* Exercise
Line filter on the word "caption": copy each matching line from the entries.

* Dataset
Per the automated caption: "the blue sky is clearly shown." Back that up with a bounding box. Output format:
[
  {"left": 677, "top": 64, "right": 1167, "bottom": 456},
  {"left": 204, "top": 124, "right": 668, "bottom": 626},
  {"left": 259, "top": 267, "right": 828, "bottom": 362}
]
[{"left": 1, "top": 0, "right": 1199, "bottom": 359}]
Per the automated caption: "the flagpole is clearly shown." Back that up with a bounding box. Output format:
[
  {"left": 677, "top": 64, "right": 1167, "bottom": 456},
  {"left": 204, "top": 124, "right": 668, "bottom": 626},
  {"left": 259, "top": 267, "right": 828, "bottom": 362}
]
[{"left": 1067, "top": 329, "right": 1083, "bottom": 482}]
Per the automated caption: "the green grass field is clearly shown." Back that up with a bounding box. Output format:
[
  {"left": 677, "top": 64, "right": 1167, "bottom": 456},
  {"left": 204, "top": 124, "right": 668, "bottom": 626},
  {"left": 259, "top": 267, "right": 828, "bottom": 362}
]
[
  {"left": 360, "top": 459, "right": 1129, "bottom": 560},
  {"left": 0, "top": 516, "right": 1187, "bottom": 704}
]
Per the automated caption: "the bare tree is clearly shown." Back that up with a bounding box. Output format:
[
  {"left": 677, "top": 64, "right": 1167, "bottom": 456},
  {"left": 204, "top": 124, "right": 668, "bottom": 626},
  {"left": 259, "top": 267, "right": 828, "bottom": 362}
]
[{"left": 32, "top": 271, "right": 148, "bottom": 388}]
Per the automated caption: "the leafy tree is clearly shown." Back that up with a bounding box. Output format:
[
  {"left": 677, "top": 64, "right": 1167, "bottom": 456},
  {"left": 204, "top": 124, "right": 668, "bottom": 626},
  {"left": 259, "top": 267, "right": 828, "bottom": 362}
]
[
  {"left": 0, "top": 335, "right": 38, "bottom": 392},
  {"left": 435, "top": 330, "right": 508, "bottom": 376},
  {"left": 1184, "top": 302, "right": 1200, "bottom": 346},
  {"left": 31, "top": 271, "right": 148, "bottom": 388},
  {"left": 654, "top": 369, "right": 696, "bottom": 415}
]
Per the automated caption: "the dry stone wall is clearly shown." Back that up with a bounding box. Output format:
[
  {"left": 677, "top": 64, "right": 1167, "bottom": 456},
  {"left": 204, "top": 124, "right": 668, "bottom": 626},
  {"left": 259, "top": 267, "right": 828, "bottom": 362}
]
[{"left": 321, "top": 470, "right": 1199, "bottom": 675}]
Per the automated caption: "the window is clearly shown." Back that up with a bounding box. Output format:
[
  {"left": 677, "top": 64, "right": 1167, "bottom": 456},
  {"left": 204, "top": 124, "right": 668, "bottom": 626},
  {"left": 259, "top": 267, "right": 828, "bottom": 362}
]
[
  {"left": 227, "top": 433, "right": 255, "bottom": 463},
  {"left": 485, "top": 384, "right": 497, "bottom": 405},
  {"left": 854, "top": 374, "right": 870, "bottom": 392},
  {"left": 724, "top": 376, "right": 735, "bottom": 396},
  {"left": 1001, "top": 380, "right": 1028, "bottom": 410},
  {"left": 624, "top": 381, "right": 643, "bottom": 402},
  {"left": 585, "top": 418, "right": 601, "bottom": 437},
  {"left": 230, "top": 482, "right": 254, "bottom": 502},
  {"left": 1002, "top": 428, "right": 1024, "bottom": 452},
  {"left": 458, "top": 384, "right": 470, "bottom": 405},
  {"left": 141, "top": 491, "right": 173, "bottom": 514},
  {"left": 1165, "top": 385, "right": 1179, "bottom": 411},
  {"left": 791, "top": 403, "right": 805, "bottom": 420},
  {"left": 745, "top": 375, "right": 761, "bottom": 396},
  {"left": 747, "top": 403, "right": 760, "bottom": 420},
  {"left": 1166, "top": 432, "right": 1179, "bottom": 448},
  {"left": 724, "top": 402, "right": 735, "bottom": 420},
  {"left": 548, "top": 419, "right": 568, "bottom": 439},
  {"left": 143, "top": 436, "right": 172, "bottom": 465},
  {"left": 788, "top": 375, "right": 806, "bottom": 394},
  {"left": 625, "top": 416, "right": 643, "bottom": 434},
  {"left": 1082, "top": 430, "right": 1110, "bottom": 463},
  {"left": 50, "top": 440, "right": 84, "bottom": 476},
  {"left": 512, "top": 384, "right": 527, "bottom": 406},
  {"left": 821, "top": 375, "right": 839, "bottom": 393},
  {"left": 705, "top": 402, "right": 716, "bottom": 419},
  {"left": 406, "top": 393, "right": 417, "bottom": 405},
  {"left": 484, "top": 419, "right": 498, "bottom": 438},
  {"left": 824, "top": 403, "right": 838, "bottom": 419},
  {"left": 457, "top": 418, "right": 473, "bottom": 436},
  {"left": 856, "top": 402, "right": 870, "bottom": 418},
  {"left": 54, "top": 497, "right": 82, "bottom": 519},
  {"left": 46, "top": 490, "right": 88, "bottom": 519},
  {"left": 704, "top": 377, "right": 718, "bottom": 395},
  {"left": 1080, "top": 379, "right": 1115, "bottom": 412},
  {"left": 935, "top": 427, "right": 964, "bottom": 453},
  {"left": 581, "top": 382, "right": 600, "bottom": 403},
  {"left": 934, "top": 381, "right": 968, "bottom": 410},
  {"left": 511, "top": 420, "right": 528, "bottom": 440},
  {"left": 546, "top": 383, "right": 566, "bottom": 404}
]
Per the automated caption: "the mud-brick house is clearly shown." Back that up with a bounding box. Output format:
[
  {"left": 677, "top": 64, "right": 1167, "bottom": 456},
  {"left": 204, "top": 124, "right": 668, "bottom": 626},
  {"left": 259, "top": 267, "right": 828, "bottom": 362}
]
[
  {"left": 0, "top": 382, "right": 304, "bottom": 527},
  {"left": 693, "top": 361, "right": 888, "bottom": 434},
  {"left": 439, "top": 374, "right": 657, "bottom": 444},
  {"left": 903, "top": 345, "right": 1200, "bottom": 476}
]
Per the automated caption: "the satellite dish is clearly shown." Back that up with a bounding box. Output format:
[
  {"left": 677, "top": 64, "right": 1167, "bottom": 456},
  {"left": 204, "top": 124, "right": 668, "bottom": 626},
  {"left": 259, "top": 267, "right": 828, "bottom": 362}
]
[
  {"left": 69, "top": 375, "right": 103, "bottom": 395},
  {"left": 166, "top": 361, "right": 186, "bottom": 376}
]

* Expected answer
Per the automated caption: "the blue sky is clearly shown." Back that up with a bounding box. Output format:
Per the automated caption: "the flagpole is clearly shown." Back that up with a bounding box. Output format:
Per the automated caption: "the green grass field is clearly shown." Back that up with a bounding box. Output format:
Per the automated caption: "the bare tree is clearly shown." Back that up with a bounding box. Output format:
Per the automated caption: "the leafy tree is clearly shown." Back that up with a bounding box. Output format:
Per the automated caption: "the dry stone wall is clearly shown." Back that up with a bounding box. Output format:
Per the automated caption: "the window is clearly shown." Back that up with a bounding box. Output format:
Per the automated caption: "the mud-brick house is clearly shown." Back that up with a bounding box. Output format:
Per the automated caption: "the satellite dish is clearly shown." Back that up with a bounding box. Output format:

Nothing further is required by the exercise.